§ **やること**: ヒグマによる死亡事故の記事を2文で要約しなさい。

§ **原文抜粋**:
事故記録 2021.4北海道厚岸町山菜取りヒグマ遭遇死亡事故 事故概要と冬眠明けのヒグマのエサ

投稿日:

2021-04-11 No.732

どうも、北海道十勝のハンター モーリーです。

2021年4月10日
北海道厚岸町で山菜採りをしていた
男性がヒグマに襲われ死亡する事件が発生。

事故概要と感じたことをお届けします。

 

 




 

事故概要

日時:2021年4月10日11時前

場所:北海道厚岸町 厚岸町役場から南東におよそ7キロの厚岸湾に突き出た半島部の人里離れた山林内


内容:

2021.4.10午前中
道東の厚岸町の山林で
夫婦が山菜採りをしていた。

11時頃「夫がクマに襲われた」と
女性から警察へ通報。

警察が現場に駆け付けたところ
山林の中で男性(60代)が
頭部を襲われて出血し
倒れているのが見つかり、
その場で死亡が確認された。

警察によると「女性は男性から少し
離れた場所で山菜採りをしており、
男性が悲鳴が聞こえたので
振り返ると夫がクマともみ合いに
なっていた」と女性が話しているという。

§ **提供データ**:
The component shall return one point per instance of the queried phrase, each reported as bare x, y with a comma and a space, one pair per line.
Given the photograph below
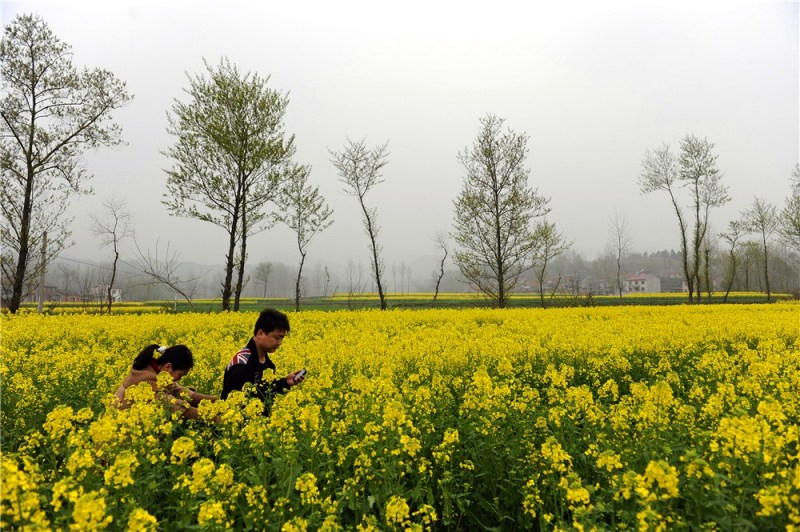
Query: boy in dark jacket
249, 364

§ **解答**: 2021年4月10日の午前中、北海道厚岸町の山林で夫婦が山菜採りをしていたところ、男性がヒグマに襲われた。11時頃に女性から通報を受けた警察が駆け付けると、60代の男性が頭部を襲われて出血し倒れているのが見つかり、その場で死亡が確認された。